### Problem description
Reproduce each line of the records below exactly as it appears.

Source data:
## Begin

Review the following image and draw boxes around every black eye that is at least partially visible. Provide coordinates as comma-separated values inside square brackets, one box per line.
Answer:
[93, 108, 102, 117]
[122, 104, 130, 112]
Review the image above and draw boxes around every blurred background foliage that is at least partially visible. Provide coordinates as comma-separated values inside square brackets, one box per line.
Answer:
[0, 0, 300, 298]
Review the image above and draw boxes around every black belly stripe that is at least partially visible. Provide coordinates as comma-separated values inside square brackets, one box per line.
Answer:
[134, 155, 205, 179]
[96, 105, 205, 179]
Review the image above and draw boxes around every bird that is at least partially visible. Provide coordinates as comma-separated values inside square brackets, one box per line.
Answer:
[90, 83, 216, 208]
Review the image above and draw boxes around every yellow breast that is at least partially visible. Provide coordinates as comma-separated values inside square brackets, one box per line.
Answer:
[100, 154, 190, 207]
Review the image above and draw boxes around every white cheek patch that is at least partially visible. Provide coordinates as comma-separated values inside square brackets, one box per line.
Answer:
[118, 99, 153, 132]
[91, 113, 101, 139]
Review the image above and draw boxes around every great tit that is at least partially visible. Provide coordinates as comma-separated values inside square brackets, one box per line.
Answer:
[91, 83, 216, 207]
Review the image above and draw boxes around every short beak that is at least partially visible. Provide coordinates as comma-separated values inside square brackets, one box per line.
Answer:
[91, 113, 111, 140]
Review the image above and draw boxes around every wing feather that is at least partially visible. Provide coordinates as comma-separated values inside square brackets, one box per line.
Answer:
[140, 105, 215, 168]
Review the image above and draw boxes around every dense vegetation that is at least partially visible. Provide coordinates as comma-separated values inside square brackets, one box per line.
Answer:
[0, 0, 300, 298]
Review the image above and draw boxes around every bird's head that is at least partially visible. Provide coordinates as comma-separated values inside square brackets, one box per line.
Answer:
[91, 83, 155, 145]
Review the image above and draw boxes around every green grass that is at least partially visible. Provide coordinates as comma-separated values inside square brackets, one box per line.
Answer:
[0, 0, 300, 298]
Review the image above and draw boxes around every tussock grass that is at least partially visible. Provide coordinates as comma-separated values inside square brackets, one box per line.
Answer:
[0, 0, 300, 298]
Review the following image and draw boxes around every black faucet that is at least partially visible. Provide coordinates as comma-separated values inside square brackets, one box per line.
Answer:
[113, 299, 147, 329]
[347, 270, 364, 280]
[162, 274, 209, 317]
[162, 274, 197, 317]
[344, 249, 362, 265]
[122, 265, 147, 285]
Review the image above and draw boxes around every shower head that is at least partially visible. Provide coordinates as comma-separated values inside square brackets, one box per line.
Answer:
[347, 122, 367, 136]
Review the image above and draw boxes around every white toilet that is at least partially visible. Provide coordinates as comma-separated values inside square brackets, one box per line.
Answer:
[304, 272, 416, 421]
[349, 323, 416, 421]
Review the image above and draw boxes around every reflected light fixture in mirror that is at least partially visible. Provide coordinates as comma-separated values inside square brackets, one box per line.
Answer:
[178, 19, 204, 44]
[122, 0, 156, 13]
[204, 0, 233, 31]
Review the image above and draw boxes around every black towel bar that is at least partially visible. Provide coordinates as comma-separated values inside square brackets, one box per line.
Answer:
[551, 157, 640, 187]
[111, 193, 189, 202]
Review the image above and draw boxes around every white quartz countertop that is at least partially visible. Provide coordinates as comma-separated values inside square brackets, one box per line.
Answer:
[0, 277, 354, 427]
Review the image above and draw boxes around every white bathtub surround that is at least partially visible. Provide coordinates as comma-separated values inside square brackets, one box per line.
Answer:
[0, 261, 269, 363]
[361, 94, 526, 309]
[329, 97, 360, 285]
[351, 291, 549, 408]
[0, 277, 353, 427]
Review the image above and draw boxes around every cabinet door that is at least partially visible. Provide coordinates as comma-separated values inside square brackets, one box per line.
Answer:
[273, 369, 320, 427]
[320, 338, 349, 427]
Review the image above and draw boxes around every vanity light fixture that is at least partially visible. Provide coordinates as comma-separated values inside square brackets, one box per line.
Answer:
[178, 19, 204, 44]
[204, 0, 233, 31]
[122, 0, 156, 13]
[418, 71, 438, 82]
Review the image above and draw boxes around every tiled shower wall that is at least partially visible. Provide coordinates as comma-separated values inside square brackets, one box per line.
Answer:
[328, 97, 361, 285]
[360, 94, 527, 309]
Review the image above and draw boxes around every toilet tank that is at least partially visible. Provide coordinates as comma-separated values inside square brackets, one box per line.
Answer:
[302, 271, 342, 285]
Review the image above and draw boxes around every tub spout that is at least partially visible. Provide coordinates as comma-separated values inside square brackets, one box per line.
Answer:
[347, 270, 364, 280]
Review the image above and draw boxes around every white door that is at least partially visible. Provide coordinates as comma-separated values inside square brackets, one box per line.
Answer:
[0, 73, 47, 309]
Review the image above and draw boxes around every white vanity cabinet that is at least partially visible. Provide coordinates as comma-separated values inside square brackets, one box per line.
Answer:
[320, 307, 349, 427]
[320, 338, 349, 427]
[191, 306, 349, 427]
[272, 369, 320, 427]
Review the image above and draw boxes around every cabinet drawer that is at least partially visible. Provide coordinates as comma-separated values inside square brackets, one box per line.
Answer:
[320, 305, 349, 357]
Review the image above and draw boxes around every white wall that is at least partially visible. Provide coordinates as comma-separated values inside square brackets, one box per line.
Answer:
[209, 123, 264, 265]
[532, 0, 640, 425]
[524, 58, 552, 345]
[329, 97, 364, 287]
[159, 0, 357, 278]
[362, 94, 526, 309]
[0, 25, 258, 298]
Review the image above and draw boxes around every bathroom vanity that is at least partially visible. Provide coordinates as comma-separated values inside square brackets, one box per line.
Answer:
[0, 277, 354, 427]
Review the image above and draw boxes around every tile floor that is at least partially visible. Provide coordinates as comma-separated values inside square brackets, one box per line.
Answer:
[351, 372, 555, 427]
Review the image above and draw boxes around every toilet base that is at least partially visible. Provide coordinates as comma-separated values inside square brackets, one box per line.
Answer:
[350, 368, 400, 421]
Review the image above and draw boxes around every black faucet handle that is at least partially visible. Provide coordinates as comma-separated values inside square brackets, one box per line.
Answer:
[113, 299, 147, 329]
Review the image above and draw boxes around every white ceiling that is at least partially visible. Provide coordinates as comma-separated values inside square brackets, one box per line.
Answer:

## End

### Result of this exercise
Review the following image and draw boxes around every black eye that is at least partially visible. Provide coordinates as comma-separated values inside square brackets, one box per line.
Answer:
[93, 108, 102, 117]
[122, 104, 130, 112]
Review the image above and draw boxes around every blurred background foliage that is at least partially visible. Provide coordinates as comma-separated values inside square brackets, one box per line.
Answer:
[0, 0, 300, 298]
Review the image above and draw boxes around every black belly stripe that is at least partially visible. Provide coordinates as comma-separated values inside square brackets, one box per line.
Answer:
[134, 155, 205, 179]
[96, 105, 205, 179]
Review the image above and draw boxes around every bird that is at least partially visible. Provide coordinates as comma-separated values inside square brackets, one box per line.
Answer:
[90, 83, 216, 208]
Review the image above and draw boxes around every yellow breast that is at least partially visible. Provide coordinates as comma-separated values inside square brackets, one box per line.
Answer:
[100, 154, 190, 207]
Review the image above and draw boxes around every white cheek patch that is at least partially visible. Provide coordinates as comma-separated values inside square brackets, one box per line.
Answer:
[118, 99, 153, 132]
[91, 113, 101, 139]
Review the image above and draw boxes around every great tit that is at least partially visible. Provide coordinates as comma-separated values inside square brackets, one box per line.
Answer:
[91, 83, 216, 207]
Review the image above and draw boxes around every short beak that is at least partially visible. Provide coordinates as comma-separated values inside square brackets, one box per line.
Answer:
[91, 113, 111, 140]
Review the image above and draw boxes around every wing feather that is at least partially visible. Provide coordinates as comma-separated values inside square brackets, one box per line.
Answer:
[140, 105, 215, 168]
Review the image above and draw boxes around every dense vegetation that is at least partially visible. Provide coordinates as comma-separated values inside square brackets, one box per line.
Answer:
[0, 0, 300, 298]
Review the image above and draw boxes around every bird's head that is at least partially visible. Provide coordinates as comma-separated values inside square brackets, one box per line.
Answer:
[91, 83, 155, 145]
Review the image above and draw boxes around every green grass that is at least partially visible. Provide coordinates as comma-separated values inside square brackets, one box per line.
Answer:
[0, 0, 300, 298]
Review the image above and draw boxes around every tussock grass that is at least partially visible. Provide coordinates as comma-separated values inside square brackets, one box per line.
Answer:
[0, 0, 300, 298]
Review the following image and draw boxes around every black faucet that is at least partially visible. Provide coordinates as comma-separated values inside square brackets, one box per line.
Answer:
[113, 299, 147, 329]
[347, 270, 364, 280]
[162, 274, 209, 317]
[162, 274, 197, 317]
[344, 249, 362, 265]
[122, 265, 147, 285]
Review the image above and draw boxes around every shower head that is at least partially visible. Provide coordinates as comma-separated values inside square brackets, one box per line.
Answer:
[347, 122, 367, 136]
Review the image above and draw boxes around every white toilet that is at least partially visible. Provide coordinates as comma-separated values inside square brackets, one box per line.
Answer:
[304, 272, 416, 421]
[349, 323, 416, 421]
Review the image above and draw boxes around every reflected light fixture in mirror that is at least partially visible. Provide coordinates as comma-separated values inside square brackets, one box per line.
Answer:
[178, 19, 204, 44]
[122, 0, 156, 13]
[204, 0, 233, 31]
Review the image above and draw boxes around every black towel bar that is at least partially visible. Provide coordinates as comma-separated values inside square brackets, one box per line.
Answer:
[551, 157, 640, 187]
[111, 193, 189, 202]
Review the image above and draw boxes around every white quartz countertop that is at least partially visible. Provide coordinates as comma-separated values inside square brackets, one box per line.
Answer:
[0, 277, 354, 427]
Review the image above and draw boxes around every white bathtub surround that is at least partially visible. Provide coordinates as comma-separated values inside square brackets, one box per line.
Answer:
[0, 261, 269, 363]
[361, 94, 526, 309]
[329, 97, 360, 285]
[351, 291, 549, 408]
[0, 277, 353, 427]
Review the image above and draw boxes around every cabinet door that is at least partially visible. Provide coordinates as comma-separated values inside square brackets, one box per line.
Answer:
[273, 369, 320, 427]
[320, 338, 349, 427]
Review the image above and draw boxes around every vanity light fixture that is at least partially visible. Provide coordinates as comma-separated values inside square brackets, one box per line.
Answer:
[178, 19, 204, 44]
[204, 0, 233, 31]
[122, 0, 156, 13]
[418, 71, 438, 82]
Review the image above and draw boxes around every tiled shower wall that is at least partially visible. Provide coordinates as comma-separated values inside square brackets, one box per line.
Answer:
[328, 97, 361, 285]
[360, 94, 527, 309]
Review the image above and draw boxes around every toilet tank that is at least partially visible. Provide coordinates as comma-separated values inside square brackets, one box per line.
Answer:
[302, 271, 342, 285]
Review the image above and draw boxes around every tub spout that is at least partially visible. Provide coordinates as comma-separated values inside square brackets, one box per line.
Answer:
[347, 270, 364, 280]
Review the image above and draw boxes around every white door that is at least partially visible. Provide coordinates as comma-separated values inside square brackets, one box per line.
Answer:
[0, 73, 47, 309]
Review the image above and draw boxes around every white vanity cabinet that is at least partially visible. Provide coordinates as comma-separated values inside square brackets, one box per line.
Answer:
[320, 307, 349, 427]
[320, 338, 349, 427]
[191, 306, 349, 427]
[272, 369, 320, 427]
Review the image above and draw boxes around every cabinet drawer that is at least partially visible. Provide coordinates as comma-separated values inside square brackets, one box per line.
Answer:
[320, 305, 349, 357]
Review the image above and draw boxes around every white wall that is at least partially visible. Provide coordinates as comma-separated values inside square brackets, one box per line.
Answer:
[209, 123, 264, 265]
[532, 0, 640, 425]
[524, 58, 552, 345]
[329, 97, 364, 287]
[159, 0, 357, 278]
[362, 94, 526, 309]
[0, 25, 258, 298]
Review the image above and draw boxes around every bathroom vanity that is at least partially visible. Provide coordinates as comma-separated values inside square brackets, one box per line.
Answer:
[0, 277, 354, 427]
Review the image above and draw boxes around every tile floor that is at least partially visible. Provide coordinates as comma-separated values inside square brackets, one box per line.
Answer:
[351, 372, 555, 427]
Review the image above and draw boxes around every toilet base that is at least partially visible. Provide coordinates as comma-separated values inside square brackets, one box per line.
Answer:
[350, 368, 400, 421]
Review the image above and draw boxes around every black faucet handle that is at least partially visible. Provide coordinates as comma-separated values inside square brackets, one box per line.
Answer:
[113, 299, 147, 329]
Review the image above and draw boxes around every white ceiling that is at least partially visible. Provide coordinates as comma-separated values inside square brackets, one box per line.
Answer:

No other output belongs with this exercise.